* [Exercise requirements] What is needed is an exact copy of every entry.

* [Supplied entries]
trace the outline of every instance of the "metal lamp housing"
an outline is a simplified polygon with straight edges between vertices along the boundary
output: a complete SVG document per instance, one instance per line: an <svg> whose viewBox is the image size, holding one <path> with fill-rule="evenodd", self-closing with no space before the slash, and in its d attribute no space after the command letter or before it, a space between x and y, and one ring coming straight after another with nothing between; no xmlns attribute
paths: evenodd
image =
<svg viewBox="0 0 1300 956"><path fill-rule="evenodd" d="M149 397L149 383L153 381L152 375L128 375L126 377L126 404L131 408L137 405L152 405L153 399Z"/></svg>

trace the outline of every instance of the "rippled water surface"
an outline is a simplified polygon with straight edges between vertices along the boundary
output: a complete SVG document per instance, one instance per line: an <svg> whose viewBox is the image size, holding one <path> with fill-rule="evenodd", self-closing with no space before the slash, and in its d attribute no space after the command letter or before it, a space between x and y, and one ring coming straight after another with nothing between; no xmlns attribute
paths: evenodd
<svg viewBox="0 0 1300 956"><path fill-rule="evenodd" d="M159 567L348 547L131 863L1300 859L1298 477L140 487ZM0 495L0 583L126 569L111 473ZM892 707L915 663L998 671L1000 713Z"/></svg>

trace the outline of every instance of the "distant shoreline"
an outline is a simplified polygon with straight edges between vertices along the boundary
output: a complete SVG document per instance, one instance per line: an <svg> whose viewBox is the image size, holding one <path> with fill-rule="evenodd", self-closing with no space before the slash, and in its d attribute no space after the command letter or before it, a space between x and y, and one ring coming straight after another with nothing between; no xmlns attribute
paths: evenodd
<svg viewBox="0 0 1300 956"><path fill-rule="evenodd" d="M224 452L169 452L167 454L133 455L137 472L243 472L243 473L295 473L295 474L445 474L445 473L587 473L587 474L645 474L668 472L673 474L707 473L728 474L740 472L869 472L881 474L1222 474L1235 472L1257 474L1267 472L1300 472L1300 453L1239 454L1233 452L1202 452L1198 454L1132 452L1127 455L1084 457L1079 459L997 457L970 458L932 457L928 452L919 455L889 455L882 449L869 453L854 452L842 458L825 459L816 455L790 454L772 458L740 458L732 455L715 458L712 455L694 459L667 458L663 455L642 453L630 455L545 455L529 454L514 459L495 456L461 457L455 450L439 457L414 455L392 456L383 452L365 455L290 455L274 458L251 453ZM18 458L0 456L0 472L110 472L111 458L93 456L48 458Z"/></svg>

* [Answer below]
trace the outline of every instance of the "metal lamp housing"
an outline is a simplified polygon with straight edges between vertices along the boundary
output: a complete SVG document per instance, one instance per line: an <svg> whose viewBox is the image size, holding one <path> with fill-rule="evenodd", self-closing with no space before the slash, and in its d attribute no space after the command letter or before it, a space between x and y, and one ring coming straight after another with nothing between; no xmlns attribute
paths: evenodd
image =
<svg viewBox="0 0 1300 956"><path fill-rule="evenodd" d="M149 397L149 383L153 381L152 375L128 375L126 377L126 404L131 408L137 405L152 405L153 399Z"/></svg>

trace the outline of every instance of the "rippled water surface"
an outline is a simplified polygon with straight edges between vertices along the boundary
output: a complete SVG document per instance, one instance per line: an <svg> whose viewBox is the image size, holding one <path> with fill-rule="evenodd", self-closing with no space before the slash, and in its d attribute no space after the command letter or before it, a space between x and y, and one ring coming straight after another with nothing between; no xmlns attribute
paths: evenodd
<svg viewBox="0 0 1300 956"><path fill-rule="evenodd" d="M159 567L348 547L131 863L1300 859L1298 477L140 487ZM0 495L0 583L126 569L111 473ZM892 707L915 663L998 671L1000 713Z"/></svg>

trace the outline of every instance of the "distant shoreline"
an outline is a simplified polygon with straight edges between vertices along the boundary
output: a complete SVG document per instance, one instance per line: an <svg> whose viewBox is the image size, holding one <path> with fill-rule="evenodd", self-closing with no space before the slash, and in its d attribute no space after the command letter or before it, a space between x and y, and one ring coming straight after another with nothing between; no xmlns attribute
paths: evenodd
<svg viewBox="0 0 1300 956"><path fill-rule="evenodd" d="M224 452L169 452L167 454L133 455L137 472L243 472L243 473L295 473L295 474L445 474L445 473L587 473L587 474L645 474L668 472L673 474L707 473L728 474L740 472L869 472L881 474L1222 474L1235 472L1257 474L1267 472L1300 472L1300 453L1239 454L1233 452L1202 452L1198 454L1132 452L1127 455L1084 457L1079 459L997 457L970 458L932 457L928 452L919 455L889 455L882 449L869 453L854 452L842 458L825 459L816 455L790 454L772 458L740 458L732 455L715 458L712 455L694 459L667 458L663 455L642 453L630 455L545 455L529 454L514 459L495 456L461 457L455 450L439 457L414 455L392 456L383 452L365 455L290 455L274 458L251 453ZM18 458L0 456L0 472L110 472L111 458L93 456L48 458Z"/></svg>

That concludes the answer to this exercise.